Problem statement:
Locate each row below that contains the string "wheel", matching case exactly, and copy every such row in full.

Coordinate annotation entries:
-----

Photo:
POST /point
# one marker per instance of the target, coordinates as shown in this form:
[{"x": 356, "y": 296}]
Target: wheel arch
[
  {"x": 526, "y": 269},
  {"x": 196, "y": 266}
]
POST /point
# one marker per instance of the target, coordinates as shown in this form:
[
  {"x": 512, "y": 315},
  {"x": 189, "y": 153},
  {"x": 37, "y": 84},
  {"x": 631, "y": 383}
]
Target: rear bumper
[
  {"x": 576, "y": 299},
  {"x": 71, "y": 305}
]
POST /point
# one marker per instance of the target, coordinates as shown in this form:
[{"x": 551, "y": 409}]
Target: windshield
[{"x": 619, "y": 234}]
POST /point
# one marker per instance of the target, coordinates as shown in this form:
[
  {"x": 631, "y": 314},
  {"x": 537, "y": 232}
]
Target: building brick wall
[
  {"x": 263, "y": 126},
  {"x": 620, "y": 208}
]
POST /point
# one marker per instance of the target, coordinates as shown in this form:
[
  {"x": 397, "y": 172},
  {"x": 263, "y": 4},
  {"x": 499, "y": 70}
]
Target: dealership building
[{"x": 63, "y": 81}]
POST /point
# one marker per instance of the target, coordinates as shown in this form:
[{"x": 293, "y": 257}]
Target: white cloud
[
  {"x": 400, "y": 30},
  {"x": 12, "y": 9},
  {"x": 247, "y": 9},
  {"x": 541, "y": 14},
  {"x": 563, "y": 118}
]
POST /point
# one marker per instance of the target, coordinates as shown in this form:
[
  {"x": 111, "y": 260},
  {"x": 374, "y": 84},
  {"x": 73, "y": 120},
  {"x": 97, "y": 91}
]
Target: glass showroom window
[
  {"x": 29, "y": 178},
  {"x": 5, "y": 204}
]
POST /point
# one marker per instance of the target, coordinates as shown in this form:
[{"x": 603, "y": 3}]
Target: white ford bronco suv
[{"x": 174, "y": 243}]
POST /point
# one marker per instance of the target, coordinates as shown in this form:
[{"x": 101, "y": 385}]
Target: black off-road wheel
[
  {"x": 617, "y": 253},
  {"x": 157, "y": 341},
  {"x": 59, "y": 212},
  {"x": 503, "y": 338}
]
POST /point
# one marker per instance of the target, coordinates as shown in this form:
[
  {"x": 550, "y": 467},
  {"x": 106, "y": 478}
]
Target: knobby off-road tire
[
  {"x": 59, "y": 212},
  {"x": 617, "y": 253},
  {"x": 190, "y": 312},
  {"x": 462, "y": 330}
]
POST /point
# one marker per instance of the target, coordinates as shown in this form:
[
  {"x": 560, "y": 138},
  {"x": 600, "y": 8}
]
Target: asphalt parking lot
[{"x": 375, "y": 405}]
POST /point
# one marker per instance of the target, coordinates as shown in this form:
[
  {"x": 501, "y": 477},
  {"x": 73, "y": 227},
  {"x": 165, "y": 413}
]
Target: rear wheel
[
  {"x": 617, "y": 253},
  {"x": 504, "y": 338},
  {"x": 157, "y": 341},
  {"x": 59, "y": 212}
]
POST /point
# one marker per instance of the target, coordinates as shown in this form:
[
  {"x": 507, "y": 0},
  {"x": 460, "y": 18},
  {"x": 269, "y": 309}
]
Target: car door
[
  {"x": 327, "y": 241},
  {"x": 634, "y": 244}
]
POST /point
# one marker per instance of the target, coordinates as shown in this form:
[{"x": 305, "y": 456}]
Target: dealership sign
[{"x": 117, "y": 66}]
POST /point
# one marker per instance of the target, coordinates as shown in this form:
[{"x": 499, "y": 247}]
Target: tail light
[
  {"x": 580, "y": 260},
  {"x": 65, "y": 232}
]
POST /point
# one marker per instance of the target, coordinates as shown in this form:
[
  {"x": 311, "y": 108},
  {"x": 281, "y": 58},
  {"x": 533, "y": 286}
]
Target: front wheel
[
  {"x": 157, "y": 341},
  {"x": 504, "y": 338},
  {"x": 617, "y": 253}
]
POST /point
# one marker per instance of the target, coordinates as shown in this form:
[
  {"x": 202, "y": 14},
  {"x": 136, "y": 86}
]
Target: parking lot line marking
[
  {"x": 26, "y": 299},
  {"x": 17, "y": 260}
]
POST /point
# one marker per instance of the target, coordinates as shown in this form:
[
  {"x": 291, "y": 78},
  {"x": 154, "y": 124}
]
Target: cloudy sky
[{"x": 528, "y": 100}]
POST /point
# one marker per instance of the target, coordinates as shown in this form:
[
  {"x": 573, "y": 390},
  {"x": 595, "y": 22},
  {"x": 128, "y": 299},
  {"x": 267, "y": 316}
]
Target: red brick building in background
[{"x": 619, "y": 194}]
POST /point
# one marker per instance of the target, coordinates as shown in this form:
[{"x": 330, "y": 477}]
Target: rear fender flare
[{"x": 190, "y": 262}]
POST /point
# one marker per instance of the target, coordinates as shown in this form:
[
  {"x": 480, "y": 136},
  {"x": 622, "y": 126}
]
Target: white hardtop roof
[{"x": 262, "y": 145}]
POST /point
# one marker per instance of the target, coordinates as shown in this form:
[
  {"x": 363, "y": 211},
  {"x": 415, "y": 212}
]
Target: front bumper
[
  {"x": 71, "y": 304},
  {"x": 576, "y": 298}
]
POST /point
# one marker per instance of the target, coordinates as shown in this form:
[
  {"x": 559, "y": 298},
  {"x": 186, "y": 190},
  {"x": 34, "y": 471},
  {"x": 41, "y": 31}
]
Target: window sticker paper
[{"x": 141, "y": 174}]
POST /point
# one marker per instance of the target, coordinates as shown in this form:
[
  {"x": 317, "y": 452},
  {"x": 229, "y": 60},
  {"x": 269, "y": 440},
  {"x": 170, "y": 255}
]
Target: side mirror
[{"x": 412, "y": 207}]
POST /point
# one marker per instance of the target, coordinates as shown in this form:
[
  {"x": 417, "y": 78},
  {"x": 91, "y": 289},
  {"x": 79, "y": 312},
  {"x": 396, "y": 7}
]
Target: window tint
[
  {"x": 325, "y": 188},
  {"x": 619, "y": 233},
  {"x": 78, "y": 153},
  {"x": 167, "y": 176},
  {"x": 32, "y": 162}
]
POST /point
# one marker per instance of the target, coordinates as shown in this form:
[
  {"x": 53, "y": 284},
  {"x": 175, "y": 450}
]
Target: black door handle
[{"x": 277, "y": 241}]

-----

Final result:
Target: wheel arch
Target: black off-road wheel
Target: rear wheel
Target: front wheel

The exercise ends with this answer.